Written problem
Pull out every line below that contains the word "ground" and copy each one.

## start Materials provided

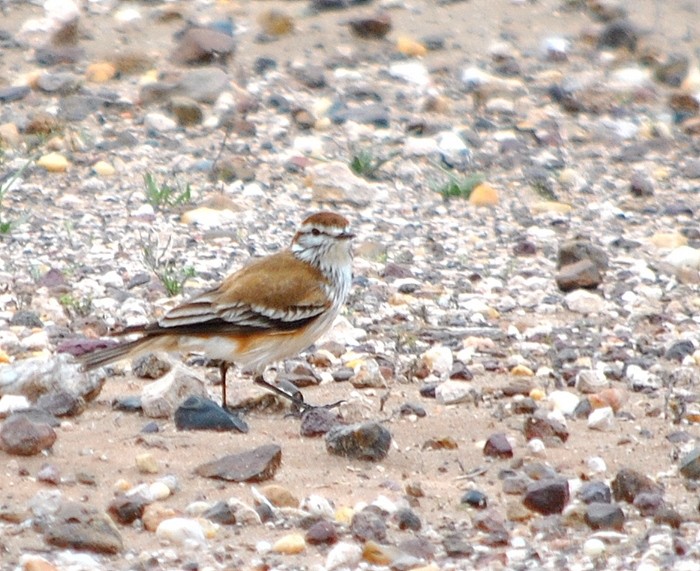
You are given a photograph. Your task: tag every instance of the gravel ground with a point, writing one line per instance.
(525, 310)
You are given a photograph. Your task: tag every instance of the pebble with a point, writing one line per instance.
(79, 526)
(255, 465)
(290, 544)
(629, 483)
(147, 464)
(584, 302)
(368, 441)
(20, 436)
(181, 531)
(598, 120)
(484, 195)
(53, 162)
(690, 464)
(594, 491)
(498, 446)
(548, 496)
(198, 413)
(158, 123)
(605, 516)
(161, 398)
(453, 392)
(602, 419)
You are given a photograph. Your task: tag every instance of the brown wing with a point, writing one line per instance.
(277, 292)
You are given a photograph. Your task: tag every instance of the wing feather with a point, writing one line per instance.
(274, 293)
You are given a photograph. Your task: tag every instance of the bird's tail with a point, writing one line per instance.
(102, 357)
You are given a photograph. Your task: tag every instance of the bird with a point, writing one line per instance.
(270, 309)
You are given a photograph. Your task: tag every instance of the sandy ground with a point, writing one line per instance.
(104, 443)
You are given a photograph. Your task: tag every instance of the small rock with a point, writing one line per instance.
(452, 392)
(484, 195)
(254, 465)
(457, 545)
(648, 504)
(275, 23)
(156, 123)
(290, 544)
(628, 483)
(547, 496)
(203, 46)
(407, 519)
(161, 398)
(368, 525)
(602, 419)
(22, 437)
(475, 499)
(322, 533)
(49, 474)
(198, 413)
(147, 464)
(690, 465)
(100, 72)
(368, 441)
(53, 162)
(591, 381)
(498, 446)
(81, 527)
(618, 34)
(641, 185)
(126, 509)
(368, 375)
(318, 421)
(545, 427)
(604, 516)
(187, 111)
(595, 491)
(438, 359)
(371, 27)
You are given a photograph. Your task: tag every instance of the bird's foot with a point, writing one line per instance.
(293, 394)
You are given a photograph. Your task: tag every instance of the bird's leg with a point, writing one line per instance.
(298, 402)
(223, 367)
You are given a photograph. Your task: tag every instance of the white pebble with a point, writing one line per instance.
(159, 122)
(684, 257)
(180, 530)
(601, 419)
(563, 402)
(318, 506)
(453, 392)
(438, 359)
(412, 72)
(11, 403)
(536, 447)
(596, 465)
(35, 341)
(593, 548)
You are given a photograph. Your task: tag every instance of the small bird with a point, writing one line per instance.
(268, 310)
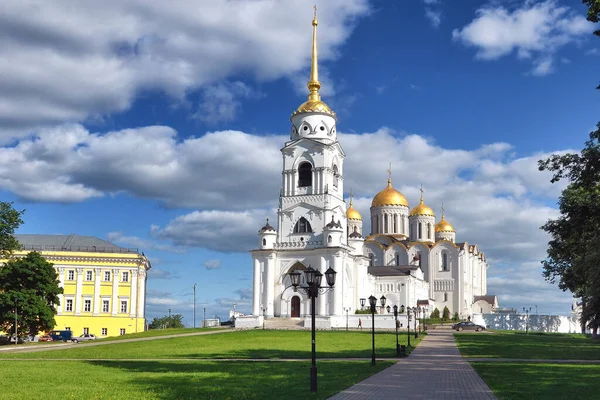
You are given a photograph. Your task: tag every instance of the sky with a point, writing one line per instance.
(157, 125)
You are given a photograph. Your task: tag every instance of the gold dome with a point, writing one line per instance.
(389, 197)
(351, 213)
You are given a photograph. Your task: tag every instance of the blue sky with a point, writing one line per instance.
(158, 125)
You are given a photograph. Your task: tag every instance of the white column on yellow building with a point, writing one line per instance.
(133, 305)
(256, 290)
(115, 297)
(61, 284)
(78, 291)
(270, 284)
(142, 293)
(97, 299)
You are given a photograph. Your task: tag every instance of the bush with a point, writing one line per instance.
(446, 314)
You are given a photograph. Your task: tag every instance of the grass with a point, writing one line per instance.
(239, 344)
(537, 346)
(525, 381)
(151, 380)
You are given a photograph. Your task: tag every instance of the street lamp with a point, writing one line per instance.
(313, 289)
(527, 311)
(346, 309)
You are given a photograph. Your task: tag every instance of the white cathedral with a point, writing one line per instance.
(407, 257)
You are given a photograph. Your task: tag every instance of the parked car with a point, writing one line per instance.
(468, 326)
(86, 336)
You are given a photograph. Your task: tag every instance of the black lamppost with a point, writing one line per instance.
(527, 311)
(313, 289)
(346, 309)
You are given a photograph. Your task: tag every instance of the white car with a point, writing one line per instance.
(86, 336)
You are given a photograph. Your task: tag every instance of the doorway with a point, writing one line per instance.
(295, 307)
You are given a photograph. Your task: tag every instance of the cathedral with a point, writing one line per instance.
(403, 254)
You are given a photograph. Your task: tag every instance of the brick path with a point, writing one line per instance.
(434, 370)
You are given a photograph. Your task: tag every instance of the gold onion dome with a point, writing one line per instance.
(443, 225)
(314, 102)
(422, 209)
(389, 197)
(351, 213)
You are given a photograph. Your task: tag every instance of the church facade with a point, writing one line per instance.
(406, 255)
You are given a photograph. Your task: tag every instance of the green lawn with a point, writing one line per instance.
(536, 346)
(239, 344)
(525, 381)
(150, 380)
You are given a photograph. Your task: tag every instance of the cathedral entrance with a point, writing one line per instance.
(295, 307)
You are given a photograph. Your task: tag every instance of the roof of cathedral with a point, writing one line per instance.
(389, 197)
(314, 102)
(267, 227)
(69, 243)
(382, 270)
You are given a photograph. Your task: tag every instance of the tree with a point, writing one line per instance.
(10, 219)
(166, 322)
(446, 314)
(573, 258)
(29, 288)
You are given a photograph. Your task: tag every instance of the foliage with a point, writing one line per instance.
(446, 314)
(259, 344)
(168, 379)
(30, 283)
(573, 255)
(10, 219)
(167, 322)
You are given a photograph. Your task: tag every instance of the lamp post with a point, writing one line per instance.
(527, 311)
(396, 318)
(347, 309)
(313, 289)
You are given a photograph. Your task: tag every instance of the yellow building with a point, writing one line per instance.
(104, 284)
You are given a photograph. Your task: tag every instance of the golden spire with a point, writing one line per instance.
(313, 84)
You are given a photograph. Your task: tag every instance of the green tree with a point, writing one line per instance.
(166, 322)
(29, 287)
(573, 258)
(10, 220)
(446, 314)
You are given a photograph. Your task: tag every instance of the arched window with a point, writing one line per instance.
(302, 226)
(335, 175)
(305, 174)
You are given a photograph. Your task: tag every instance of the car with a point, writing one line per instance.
(86, 336)
(468, 326)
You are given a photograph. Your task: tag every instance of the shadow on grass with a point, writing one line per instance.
(545, 347)
(240, 380)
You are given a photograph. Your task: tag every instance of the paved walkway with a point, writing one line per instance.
(434, 370)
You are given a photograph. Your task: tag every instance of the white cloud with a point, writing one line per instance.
(61, 63)
(534, 28)
(212, 264)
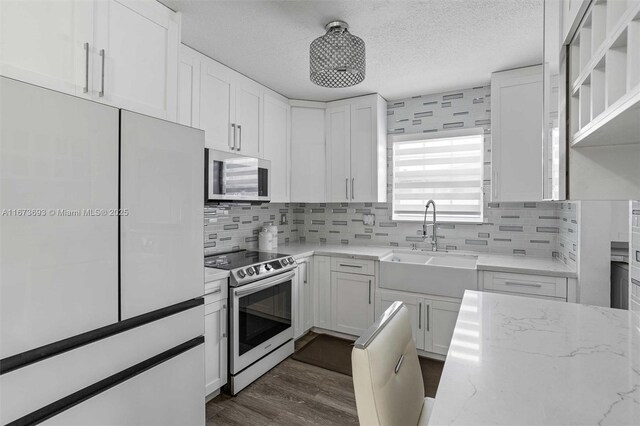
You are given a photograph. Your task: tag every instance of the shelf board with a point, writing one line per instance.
(619, 124)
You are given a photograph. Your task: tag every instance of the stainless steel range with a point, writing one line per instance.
(260, 315)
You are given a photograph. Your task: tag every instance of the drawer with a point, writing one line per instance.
(353, 266)
(536, 285)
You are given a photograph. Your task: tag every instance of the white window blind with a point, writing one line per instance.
(446, 168)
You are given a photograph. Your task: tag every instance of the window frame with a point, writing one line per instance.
(445, 134)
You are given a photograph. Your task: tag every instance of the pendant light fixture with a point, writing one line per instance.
(337, 59)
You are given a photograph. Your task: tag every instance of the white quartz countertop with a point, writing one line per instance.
(486, 261)
(516, 360)
(213, 274)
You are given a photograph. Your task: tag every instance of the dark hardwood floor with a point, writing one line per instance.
(293, 393)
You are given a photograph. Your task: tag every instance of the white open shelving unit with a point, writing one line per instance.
(604, 75)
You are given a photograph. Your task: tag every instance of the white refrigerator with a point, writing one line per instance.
(101, 263)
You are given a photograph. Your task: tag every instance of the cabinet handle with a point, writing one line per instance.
(218, 290)
(352, 193)
(523, 284)
(495, 183)
(428, 306)
(346, 188)
(350, 266)
(233, 126)
(86, 68)
(223, 323)
(101, 92)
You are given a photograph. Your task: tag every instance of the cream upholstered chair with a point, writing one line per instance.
(386, 373)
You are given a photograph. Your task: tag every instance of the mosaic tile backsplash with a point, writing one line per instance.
(543, 229)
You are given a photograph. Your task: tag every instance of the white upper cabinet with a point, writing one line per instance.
(276, 145)
(120, 52)
(188, 112)
(137, 43)
(308, 162)
(215, 105)
(516, 130)
(225, 104)
(48, 43)
(356, 135)
(338, 124)
(246, 108)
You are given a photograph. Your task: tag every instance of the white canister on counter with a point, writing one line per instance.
(265, 239)
(274, 232)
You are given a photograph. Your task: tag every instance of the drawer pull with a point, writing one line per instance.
(523, 284)
(218, 290)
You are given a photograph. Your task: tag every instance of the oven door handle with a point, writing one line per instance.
(253, 288)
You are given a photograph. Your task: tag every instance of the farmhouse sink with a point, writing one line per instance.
(439, 274)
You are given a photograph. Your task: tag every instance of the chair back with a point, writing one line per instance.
(386, 372)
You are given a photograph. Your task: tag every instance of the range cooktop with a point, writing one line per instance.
(240, 259)
(246, 266)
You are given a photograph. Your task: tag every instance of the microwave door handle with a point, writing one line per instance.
(254, 288)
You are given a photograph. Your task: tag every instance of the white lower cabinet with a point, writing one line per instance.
(539, 286)
(432, 320)
(352, 302)
(215, 345)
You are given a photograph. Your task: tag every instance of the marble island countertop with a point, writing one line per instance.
(486, 261)
(517, 360)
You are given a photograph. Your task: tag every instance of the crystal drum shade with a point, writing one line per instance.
(337, 59)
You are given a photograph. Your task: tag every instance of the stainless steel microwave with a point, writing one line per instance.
(233, 177)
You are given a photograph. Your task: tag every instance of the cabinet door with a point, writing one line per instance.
(161, 239)
(138, 69)
(215, 345)
(188, 88)
(43, 42)
(247, 118)
(276, 146)
(352, 297)
(338, 153)
(308, 162)
(440, 324)
(322, 290)
(215, 106)
(364, 167)
(414, 305)
(516, 127)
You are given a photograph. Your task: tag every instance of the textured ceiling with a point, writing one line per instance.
(413, 47)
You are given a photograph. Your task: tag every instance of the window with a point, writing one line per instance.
(446, 167)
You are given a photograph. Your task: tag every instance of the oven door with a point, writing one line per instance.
(261, 319)
(233, 177)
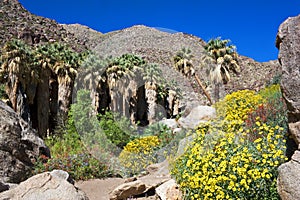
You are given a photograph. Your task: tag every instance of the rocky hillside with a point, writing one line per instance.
(160, 47)
(153, 45)
(17, 22)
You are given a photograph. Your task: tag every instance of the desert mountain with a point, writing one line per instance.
(151, 44)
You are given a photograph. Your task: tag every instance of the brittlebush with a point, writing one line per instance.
(138, 154)
(241, 160)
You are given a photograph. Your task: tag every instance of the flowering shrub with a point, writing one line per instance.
(229, 159)
(138, 154)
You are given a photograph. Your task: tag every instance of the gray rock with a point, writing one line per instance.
(198, 115)
(19, 146)
(127, 190)
(184, 143)
(294, 129)
(169, 191)
(48, 186)
(143, 185)
(288, 43)
(3, 187)
(170, 123)
(288, 182)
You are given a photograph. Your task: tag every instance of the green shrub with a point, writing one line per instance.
(162, 131)
(138, 154)
(117, 128)
(68, 150)
(231, 158)
(3, 94)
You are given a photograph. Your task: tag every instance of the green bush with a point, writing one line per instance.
(232, 158)
(70, 153)
(162, 131)
(3, 94)
(117, 128)
(138, 154)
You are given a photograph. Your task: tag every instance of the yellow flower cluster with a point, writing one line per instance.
(138, 154)
(241, 163)
(236, 106)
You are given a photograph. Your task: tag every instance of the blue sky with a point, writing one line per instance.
(250, 25)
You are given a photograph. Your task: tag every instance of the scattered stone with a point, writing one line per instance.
(184, 143)
(198, 115)
(19, 146)
(128, 190)
(288, 178)
(3, 187)
(177, 130)
(288, 43)
(47, 186)
(143, 185)
(170, 123)
(169, 191)
(294, 129)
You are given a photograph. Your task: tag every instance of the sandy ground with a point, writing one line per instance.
(99, 189)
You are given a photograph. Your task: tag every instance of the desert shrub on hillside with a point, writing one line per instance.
(241, 160)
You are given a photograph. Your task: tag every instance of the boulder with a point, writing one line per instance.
(48, 185)
(169, 191)
(170, 123)
(143, 185)
(294, 129)
(19, 146)
(288, 182)
(288, 43)
(198, 115)
(127, 190)
(3, 187)
(184, 143)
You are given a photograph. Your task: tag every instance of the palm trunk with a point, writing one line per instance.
(151, 101)
(65, 90)
(203, 89)
(43, 106)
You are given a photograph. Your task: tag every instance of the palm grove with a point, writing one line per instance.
(40, 81)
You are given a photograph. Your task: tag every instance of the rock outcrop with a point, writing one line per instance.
(17, 22)
(19, 146)
(48, 185)
(294, 129)
(288, 43)
(144, 185)
(197, 115)
(288, 178)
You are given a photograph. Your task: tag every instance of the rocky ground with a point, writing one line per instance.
(99, 189)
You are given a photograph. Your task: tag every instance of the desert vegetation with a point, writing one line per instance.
(111, 129)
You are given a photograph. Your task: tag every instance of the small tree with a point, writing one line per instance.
(225, 59)
(183, 63)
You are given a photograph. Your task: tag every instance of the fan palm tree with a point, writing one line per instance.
(183, 63)
(20, 75)
(119, 72)
(225, 58)
(92, 77)
(152, 78)
(66, 63)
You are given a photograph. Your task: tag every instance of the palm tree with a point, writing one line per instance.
(225, 58)
(65, 68)
(183, 63)
(92, 77)
(20, 76)
(119, 73)
(152, 78)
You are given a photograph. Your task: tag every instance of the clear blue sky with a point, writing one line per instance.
(251, 25)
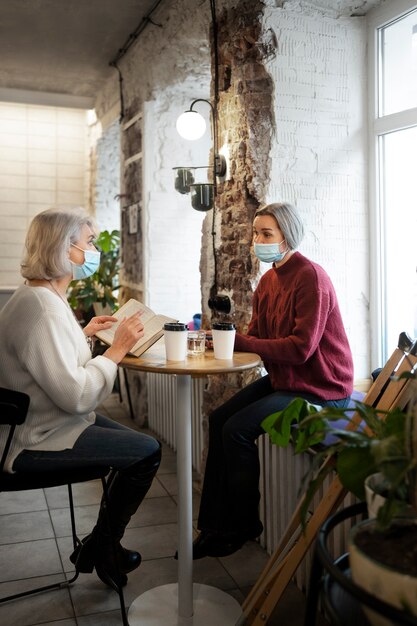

## end Materials provided

Final answer
You are given a photograph. Your task: tag every instance of the gravel ground with a point, writing one line per instance.
You are given a photograph. Your task: tag every instance of the sandy ground with a point, writing one line per instance.
You are given a photograph. Your task: tag every instance of the sandy ground with a point, writing one line per instance.
You are given a photograph. Your task: tag every instance of the rocky ground with a point, writing one line per instance.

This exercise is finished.